::: STORED DATA
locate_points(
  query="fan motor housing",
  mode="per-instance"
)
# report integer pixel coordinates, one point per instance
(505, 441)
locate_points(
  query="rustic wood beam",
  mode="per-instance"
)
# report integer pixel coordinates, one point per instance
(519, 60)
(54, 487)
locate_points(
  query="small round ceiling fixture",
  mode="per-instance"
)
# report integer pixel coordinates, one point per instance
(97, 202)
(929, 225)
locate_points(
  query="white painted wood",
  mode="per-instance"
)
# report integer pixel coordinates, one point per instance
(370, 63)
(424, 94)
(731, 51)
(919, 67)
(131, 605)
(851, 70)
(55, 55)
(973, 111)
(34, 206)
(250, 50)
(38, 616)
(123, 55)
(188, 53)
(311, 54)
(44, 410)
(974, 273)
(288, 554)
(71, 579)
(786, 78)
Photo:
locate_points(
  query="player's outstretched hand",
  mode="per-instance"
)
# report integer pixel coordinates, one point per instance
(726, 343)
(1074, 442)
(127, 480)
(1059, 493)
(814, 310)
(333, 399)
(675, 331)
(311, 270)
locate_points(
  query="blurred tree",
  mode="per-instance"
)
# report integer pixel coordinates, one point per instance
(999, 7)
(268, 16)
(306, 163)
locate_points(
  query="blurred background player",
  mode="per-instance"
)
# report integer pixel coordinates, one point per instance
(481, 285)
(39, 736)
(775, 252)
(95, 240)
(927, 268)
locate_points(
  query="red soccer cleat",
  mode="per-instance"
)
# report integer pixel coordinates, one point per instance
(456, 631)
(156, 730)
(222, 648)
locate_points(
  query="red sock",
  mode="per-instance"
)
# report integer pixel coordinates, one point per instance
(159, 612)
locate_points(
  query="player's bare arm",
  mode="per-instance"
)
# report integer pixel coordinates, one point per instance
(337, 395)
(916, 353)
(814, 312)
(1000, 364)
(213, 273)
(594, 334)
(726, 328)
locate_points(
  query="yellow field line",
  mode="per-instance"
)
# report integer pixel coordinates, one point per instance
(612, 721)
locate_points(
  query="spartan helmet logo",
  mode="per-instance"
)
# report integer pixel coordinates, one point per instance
::::::
> **STATED PROBLEM**
Copy out all the entries shown above, character for character.

> **RESPONSE TO THIS TASK**
locate_points(
  query="fan motor housing",
  mode="per-instance"
)
# report integer pixel coordinates, one point per instance
(505, 441)
locate_points(
  query="rustic wood beam",
  mode="per-instance"
)
# report integer pixel coordinates, one point per instance
(519, 60)
(54, 487)
locate_points(
  query="small round ceiling fixture",
  mode="per-instance"
)
# report integer pixel coordinates, one point per instance
(97, 202)
(929, 225)
locate_points(
  query="white painted wood",
  mode="per-instance"
)
# report integer pixel coordinates, one point per instance
(370, 63)
(424, 94)
(731, 51)
(919, 67)
(131, 605)
(851, 70)
(55, 55)
(973, 111)
(34, 206)
(250, 50)
(38, 616)
(123, 55)
(188, 53)
(311, 54)
(44, 410)
(974, 273)
(288, 554)
(71, 579)
(786, 78)
Photo:
locate_points(
  query="player's outstretched hand",
  mode="per-instance"
)
# report integer pixel coordinates, one point per instance
(726, 343)
(1074, 442)
(127, 480)
(1059, 493)
(814, 310)
(333, 399)
(675, 331)
(311, 270)
locate_points(
  query="blurred tree",
  mode="per-instance"
)
# report integer pixel coordinates, one point per instance
(999, 7)
(268, 16)
(306, 163)
locate_points(
  query="blurred background player",
  mode="per-instance"
)
# report integer pixel coordinates, one point per instance
(481, 285)
(39, 736)
(775, 252)
(95, 240)
(927, 268)
locate_points(
  query="red soccer cleat",
  mode="per-instance"
)
# report integer pixel coordinates, one point per instance
(456, 631)
(156, 730)
(222, 648)
locate_points(
  query="red sock",
  mode="per-instance"
)
# report integer pixel coordinates, one point per instance
(159, 612)
locate_points(
  query="player's bare arm",
  mode="per-instance"
)
# report integer pixel coordinates, one point per instance
(337, 395)
(916, 353)
(814, 312)
(1000, 364)
(213, 273)
(594, 334)
(726, 328)
locate_points(
  query="yellow field line",
  mode="per-instance"
)
# report integer pixel coordinates, one point per instance
(612, 721)
locate_points(
  query="spartan helmet logo",
  mode="per-instance"
)
# report integer pixel coordinates, one point per instance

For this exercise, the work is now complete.